EXPLORE THE MATERIAL
**1.** From the passage on causes of depression, extract the part that begins at the words "Research shows that" and stops after the words "reason for depression.".
**2.** Answer these questions from the passage on causes of depression:
(a) What are the chemicals that manage mood called?
(b) During which months may seasonal changes lead to seasonal affective disorder?
(c) At what two times may perinatal depression occur?

There’s no single cause of depression. It can occur for a variety of reasons and it has many different triggers. For some people, an upsetting or stressful life event, such as bereavement, divorce, illness, redundancy and job or money worries, can be the cause. Different causes can often combine to trigger depression.
Research shows that depression runs in families. Some people inherit genes that play a part in it. But not everyone who has a family member with depression will develop it, too. And many people with no family history still get it. So, genes are one factor, but they aren’t the only reason for depression.
Certain chemicals called neurotransmitters manage mood. When a person has depression, these neurotransmitters might be in low supply or not be effective enough. Someone with the genes for depression may be more likely to have this neurotransmitter problem.
Pregnancy causes emotional and physical demands, hormonal shifts, and stress, all of which may lead to perinatal depression. You may have perinatal depression during pregnancy and after childbirth.
Depression can make caring for yourself and others challenging. Treatment with medication, therapy, or a combination of both can often make you feel better.
Seasonal changes during the fall and winter months, when the days are shorter than in the spring and summer months, may lead to seasonal affective disorder (SAD). A lack of sunlight exposure may alter your circadian rhythm, which regulates hormones and other body functions related to mood.

DATA FOR REVIEW
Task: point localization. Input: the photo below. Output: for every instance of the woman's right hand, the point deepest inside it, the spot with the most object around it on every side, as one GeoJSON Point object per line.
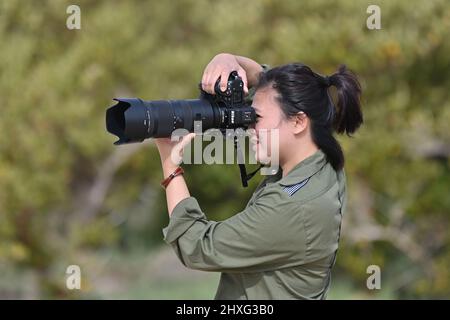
{"type": "Point", "coordinates": [221, 66]}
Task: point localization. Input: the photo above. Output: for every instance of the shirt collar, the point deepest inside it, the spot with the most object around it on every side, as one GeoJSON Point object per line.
{"type": "Point", "coordinates": [301, 171]}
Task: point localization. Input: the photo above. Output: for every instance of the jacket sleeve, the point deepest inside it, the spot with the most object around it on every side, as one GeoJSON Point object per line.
{"type": "Point", "coordinates": [265, 236]}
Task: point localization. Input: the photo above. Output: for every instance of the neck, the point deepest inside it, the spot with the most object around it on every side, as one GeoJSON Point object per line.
{"type": "Point", "coordinates": [296, 158]}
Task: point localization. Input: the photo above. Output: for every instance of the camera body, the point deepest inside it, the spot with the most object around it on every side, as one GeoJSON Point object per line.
{"type": "Point", "coordinates": [134, 120]}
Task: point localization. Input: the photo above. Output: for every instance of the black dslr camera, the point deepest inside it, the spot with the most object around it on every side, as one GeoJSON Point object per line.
{"type": "Point", "coordinates": [133, 119]}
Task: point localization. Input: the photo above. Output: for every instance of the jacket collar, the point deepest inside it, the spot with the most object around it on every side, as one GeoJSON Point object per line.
{"type": "Point", "coordinates": [303, 170]}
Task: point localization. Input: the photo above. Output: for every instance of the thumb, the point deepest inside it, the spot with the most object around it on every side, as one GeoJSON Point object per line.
{"type": "Point", "coordinates": [243, 75]}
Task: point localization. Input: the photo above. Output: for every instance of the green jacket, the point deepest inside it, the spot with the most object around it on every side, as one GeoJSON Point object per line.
{"type": "Point", "coordinates": [281, 246]}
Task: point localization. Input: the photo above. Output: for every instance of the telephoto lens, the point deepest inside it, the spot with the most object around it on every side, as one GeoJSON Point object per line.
{"type": "Point", "coordinates": [134, 120]}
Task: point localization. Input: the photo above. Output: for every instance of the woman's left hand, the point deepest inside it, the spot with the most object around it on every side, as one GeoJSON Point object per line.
{"type": "Point", "coordinates": [171, 152]}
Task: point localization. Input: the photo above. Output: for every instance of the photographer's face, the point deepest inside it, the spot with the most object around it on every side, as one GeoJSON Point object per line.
{"type": "Point", "coordinates": [270, 125]}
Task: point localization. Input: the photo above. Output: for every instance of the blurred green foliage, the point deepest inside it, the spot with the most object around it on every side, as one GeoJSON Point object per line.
{"type": "Point", "coordinates": [56, 84]}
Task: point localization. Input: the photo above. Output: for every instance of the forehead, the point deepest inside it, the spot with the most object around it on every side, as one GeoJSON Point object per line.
{"type": "Point", "coordinates": [265, 100]}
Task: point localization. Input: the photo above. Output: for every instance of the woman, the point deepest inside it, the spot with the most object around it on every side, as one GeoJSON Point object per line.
{"type": "Point", "coordinates": [283, 244]}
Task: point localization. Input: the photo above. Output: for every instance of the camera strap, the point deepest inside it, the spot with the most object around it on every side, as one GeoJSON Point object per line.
{"type": "Point", "coordinates": [240, 157]}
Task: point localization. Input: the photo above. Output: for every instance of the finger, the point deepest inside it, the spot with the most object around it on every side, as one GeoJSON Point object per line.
{"type": "Point", "coordinates": [209, 84]}
{"type": "Point", "coordinates": [186, 140]}
{"type": "Point", "coordinates": [205, 76]}
{"type": "Point", "coordinates": [243, 75]}
{"type": "Point", "coordinates": [224, 80]}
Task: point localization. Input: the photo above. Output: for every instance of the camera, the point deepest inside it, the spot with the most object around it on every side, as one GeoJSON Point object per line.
{"type": "Point", "coordinates": [134, 120]}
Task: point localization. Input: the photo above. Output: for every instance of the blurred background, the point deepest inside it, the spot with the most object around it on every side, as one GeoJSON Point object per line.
{"type": "Point", "coordinates": [69, 197]}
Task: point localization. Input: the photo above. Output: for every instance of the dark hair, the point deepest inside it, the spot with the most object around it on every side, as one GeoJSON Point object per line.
{"type": "Point", "coordinates": [301, 89]}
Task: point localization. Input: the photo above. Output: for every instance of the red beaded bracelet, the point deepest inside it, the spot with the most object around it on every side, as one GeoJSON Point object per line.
{"type": "Point", "coordinates": [166, 181]}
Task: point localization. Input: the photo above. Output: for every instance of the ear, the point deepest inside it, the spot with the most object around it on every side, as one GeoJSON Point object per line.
{"type": "Point", "coordinates": [299, 122]}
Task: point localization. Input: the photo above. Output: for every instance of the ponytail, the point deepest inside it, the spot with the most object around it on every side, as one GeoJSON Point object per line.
{"type": "Point", "coordinates": [348, 114]}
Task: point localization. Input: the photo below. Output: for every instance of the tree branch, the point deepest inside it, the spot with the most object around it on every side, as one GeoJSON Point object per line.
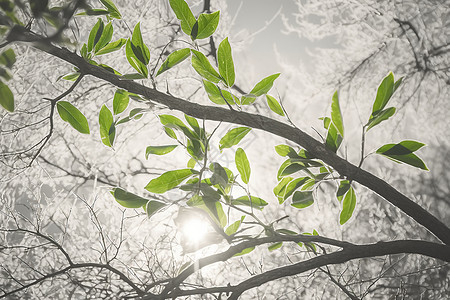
{"type": "Point", "coordinates": [317, 149]}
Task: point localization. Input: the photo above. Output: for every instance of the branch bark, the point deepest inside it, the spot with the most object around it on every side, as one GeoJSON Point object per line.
{"type": "Point", "coordinates": [345, 168]}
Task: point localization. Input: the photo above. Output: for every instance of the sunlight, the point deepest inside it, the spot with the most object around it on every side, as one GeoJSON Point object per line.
{"type": "Point", "coordinates": [194, 230]}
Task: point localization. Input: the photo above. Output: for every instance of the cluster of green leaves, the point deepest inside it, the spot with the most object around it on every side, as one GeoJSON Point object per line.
{"type": "Point", "coordinates": [7, 60]}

TASK SOLUTIONS
**1.**
Research shows that depression runs in families. Some people inherit genes that play a part in it. But not everyone who has a family member with depression will develop it, too. And many people with no family history still get it. So, genes are one factor, but they aren’t the only reason for depression.

**2.**
(a) Neurotransmitters
(b) The fall and winter months
(c) During pregnancy and after childbirth